[Saved data entries]

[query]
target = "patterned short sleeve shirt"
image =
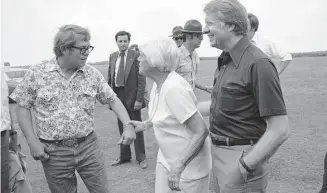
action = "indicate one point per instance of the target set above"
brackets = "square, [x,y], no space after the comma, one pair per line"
[64,108]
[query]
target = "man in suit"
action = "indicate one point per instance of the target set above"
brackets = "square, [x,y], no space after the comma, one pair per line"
[129,85]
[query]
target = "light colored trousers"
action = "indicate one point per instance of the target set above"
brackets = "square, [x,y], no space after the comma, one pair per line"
[224,157]
[187,186]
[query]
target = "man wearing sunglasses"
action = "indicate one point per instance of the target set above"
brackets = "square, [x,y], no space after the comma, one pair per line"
[62,94]
[177,35]
[189,59]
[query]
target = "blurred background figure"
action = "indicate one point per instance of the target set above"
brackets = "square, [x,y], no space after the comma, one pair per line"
[177,35]
[280,57]
[189,60]
[134,47]
[324,182]
[129,85]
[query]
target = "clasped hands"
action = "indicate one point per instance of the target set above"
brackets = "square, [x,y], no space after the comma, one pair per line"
[130,130]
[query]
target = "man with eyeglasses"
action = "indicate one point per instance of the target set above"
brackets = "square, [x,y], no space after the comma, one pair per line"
[129,85]
[63,94]
[189,59]
[177,35]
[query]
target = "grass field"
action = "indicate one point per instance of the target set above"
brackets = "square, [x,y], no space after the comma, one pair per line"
[296,168]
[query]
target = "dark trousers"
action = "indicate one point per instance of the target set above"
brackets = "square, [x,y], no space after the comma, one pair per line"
[324,182]
[5,161]
[125,150]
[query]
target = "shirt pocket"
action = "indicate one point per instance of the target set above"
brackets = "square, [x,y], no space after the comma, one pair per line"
[86,100]
[48,100]
[231,100]
[184,69]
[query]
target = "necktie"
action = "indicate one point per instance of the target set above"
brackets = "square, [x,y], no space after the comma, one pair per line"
[120,79]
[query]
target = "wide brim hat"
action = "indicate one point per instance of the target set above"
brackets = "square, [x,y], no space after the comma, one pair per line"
[192,26]
[177,31]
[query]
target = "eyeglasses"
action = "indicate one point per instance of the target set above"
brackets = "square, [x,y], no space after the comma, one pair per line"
[178,38]
[84,50]
[199,36]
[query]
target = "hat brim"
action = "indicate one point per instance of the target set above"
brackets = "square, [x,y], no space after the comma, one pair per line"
[175,35]
[187,31]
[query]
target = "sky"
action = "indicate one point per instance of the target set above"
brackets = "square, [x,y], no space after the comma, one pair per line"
[28,26]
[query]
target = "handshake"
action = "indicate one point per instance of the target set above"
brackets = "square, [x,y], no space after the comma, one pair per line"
[130,130]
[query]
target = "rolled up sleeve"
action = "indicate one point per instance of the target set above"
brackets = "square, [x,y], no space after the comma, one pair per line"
[25,92]
[105,94]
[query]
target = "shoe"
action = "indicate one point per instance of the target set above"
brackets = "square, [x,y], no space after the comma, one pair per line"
[144,164]
[118,161]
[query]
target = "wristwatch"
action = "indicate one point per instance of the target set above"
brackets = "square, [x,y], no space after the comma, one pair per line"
[125,125]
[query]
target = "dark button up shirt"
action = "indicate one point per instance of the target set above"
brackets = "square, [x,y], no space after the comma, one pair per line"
[246,91]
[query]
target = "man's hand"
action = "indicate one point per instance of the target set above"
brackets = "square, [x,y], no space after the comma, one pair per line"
[137,105]
[174,175]
[138,125]
[39,151]
[209,89]
[128,135]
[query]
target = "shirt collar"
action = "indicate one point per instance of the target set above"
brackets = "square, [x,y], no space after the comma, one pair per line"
[238,50]
[119,52]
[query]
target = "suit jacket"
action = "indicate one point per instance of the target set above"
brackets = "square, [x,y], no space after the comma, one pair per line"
[134,87]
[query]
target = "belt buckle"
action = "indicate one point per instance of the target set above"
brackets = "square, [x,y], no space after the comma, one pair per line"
[227,141]
[69,142]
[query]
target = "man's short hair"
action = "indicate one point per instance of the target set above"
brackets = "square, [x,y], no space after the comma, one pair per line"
[134,46]
[254,22]
[67,36]
[123,33]
[231,12]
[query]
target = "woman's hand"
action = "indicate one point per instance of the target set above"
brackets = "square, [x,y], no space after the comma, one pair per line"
[138,126]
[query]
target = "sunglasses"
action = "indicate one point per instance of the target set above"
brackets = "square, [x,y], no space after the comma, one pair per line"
[178,38]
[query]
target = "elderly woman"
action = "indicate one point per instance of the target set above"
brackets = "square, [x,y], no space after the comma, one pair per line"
[184,159]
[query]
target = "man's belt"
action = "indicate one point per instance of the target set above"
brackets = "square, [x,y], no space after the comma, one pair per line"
[70,142]
[227,141]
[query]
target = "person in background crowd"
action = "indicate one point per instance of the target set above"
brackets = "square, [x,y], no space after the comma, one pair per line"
[129,85]
[177,35]
[189,59]
[268,47]
[184,161]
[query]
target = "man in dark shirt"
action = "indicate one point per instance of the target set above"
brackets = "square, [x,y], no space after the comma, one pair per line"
[248,118]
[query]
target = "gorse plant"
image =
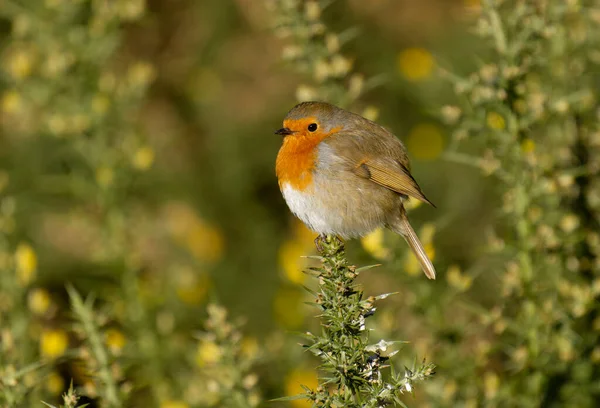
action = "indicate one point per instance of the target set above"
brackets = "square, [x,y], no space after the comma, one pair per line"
[352,369]
[531,110]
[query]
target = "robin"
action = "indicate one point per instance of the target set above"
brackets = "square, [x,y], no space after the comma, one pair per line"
[345,175]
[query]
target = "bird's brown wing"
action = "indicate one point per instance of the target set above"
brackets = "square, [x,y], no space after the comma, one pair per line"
[393,176]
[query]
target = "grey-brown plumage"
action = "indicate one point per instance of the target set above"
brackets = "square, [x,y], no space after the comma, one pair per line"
[359,173]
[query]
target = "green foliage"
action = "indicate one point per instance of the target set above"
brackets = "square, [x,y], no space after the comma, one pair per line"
[352,368]
[130,174]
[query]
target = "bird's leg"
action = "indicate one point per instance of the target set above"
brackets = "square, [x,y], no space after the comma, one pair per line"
[320,240]
[323,242]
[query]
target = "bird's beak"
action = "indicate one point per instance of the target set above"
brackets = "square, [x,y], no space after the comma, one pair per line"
[284,132]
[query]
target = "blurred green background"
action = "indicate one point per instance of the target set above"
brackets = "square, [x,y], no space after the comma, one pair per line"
[137,166]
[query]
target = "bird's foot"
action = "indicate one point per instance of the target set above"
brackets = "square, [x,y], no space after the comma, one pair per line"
[328,243]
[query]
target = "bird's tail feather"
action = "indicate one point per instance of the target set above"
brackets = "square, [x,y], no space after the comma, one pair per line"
[404,228]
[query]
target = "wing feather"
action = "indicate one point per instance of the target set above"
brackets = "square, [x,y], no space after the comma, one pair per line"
[396,178]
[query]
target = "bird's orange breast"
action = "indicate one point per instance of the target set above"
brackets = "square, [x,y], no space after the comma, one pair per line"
[296,161]
[297,156]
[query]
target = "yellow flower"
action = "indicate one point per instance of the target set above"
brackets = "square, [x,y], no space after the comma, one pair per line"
[415,64]
[291,261]
[115,340]
[26,264]
[203,240]
[527,146]
[55,384]
[20,64]
[249,347]
[192,286]
[104,176]
[132,9]
[288,308]
[11,101]
[569,223]
[57,124]
[38,301]
[425,141]
[374,245]
[143,158]
[53,343]
[293,386]
[174,404]
[140,74]
[100,104]
[495,121]
[208,353]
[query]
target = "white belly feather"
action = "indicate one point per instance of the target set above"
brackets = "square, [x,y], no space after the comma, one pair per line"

> Task directions
What is needed is every line of the records above that contains the word "trousers".

> Problem solution
target = "light colored trousers"
target = "dark trousers"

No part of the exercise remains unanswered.